## START

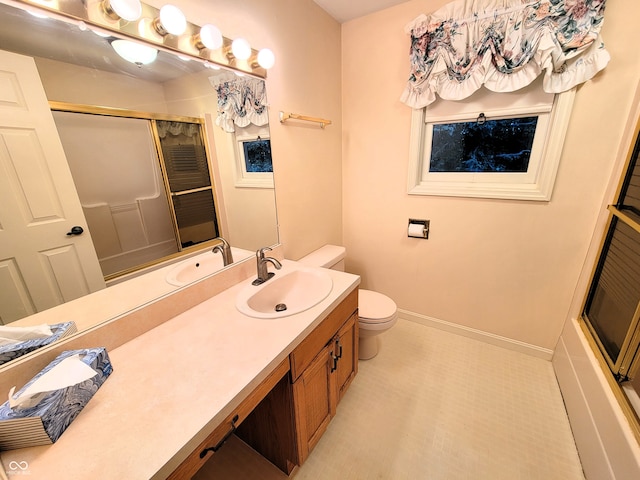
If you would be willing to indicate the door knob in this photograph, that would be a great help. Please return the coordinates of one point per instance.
(76, 231)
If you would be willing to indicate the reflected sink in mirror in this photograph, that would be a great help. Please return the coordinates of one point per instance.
(202, 265)
(285, 294)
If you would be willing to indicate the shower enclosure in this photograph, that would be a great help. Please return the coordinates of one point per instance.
(612, 307)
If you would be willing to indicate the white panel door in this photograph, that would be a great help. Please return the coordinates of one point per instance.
(40, 265)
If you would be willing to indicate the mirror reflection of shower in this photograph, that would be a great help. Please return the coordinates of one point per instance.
(144, 186)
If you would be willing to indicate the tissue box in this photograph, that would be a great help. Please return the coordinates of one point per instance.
(59, 330)
(43, 423)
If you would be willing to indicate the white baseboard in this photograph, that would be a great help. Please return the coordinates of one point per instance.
(486, 337)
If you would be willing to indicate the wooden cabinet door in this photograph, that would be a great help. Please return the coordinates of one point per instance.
(346, 349)
(314, 396)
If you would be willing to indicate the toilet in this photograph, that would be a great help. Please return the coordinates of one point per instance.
(377, 313)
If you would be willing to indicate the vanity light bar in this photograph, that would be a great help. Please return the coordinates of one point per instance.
(101, 14)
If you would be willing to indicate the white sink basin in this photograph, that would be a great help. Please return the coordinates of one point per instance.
(285, 294)
(201, 266)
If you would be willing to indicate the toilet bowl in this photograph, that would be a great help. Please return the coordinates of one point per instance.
(377, 313)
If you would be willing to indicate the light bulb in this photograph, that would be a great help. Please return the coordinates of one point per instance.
(241, 49)
(210, 36)
(129, 10)
(266, 58)
(172, 20)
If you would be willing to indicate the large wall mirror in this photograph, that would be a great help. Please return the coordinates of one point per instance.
(114, 120)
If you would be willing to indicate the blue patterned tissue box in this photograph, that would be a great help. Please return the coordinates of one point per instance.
(45, 422)
(58, 330)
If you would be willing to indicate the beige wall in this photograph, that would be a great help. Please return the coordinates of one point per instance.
(305, 80)
(504, 267)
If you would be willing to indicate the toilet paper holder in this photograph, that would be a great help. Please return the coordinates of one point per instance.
(418, 228)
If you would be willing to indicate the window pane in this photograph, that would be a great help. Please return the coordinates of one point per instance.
(615, 291)
(257, 156)
(494, 146)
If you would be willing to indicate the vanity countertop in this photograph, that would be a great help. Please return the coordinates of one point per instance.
(171, 386)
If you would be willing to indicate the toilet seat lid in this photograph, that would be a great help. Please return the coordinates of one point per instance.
(375, 307)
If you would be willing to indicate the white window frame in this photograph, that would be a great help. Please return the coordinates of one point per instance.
(536, 184)
(249, 179)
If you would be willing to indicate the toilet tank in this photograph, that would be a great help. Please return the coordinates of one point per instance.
(329, 256)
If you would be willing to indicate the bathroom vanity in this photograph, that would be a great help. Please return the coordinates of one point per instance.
(178, 389)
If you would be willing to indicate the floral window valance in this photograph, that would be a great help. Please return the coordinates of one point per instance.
(503, 45)
(241, 101)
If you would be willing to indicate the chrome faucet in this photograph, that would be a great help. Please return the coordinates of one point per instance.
(261, 264)
(225, 249)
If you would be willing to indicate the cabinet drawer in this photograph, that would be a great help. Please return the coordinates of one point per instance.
(304, 354)
(194, 461)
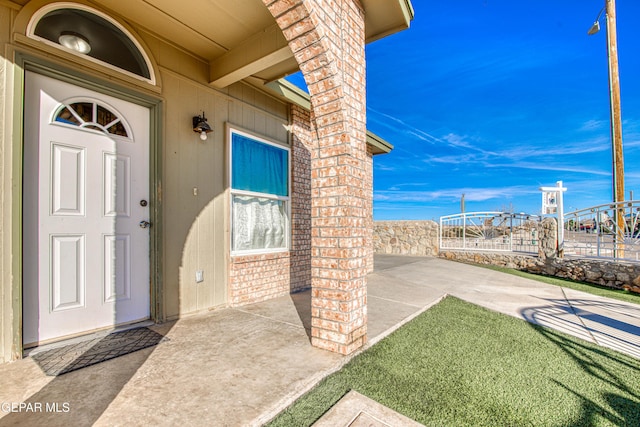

## END

TASK PROMPT
Rewrite the part of the rows that opens with the line containing "If you would be willing to indicate the floral" and runs through the end of the rows, changing "chrome faucet" to "silver faucet" and keeping everything else the same. Leave the pictures out of your answer.

PROBLEM SOLUTION
If you would be willing to indicate the floral window valance in this photograph, that would be a great help. Please return the coordinates of one point per instance.
(503, 45)
(241, 101)
If you would be willing to indicate the silver faucet in this photograph, that would be a great help. Please return the coordinates of one point per instance.
(261, 264)
(225, 249)
If you would be willing to indicate the cabinet drawer in this photograph, that would be a great help. Please return the coordinates of one point per instance.
(304, 354)
(194, 461)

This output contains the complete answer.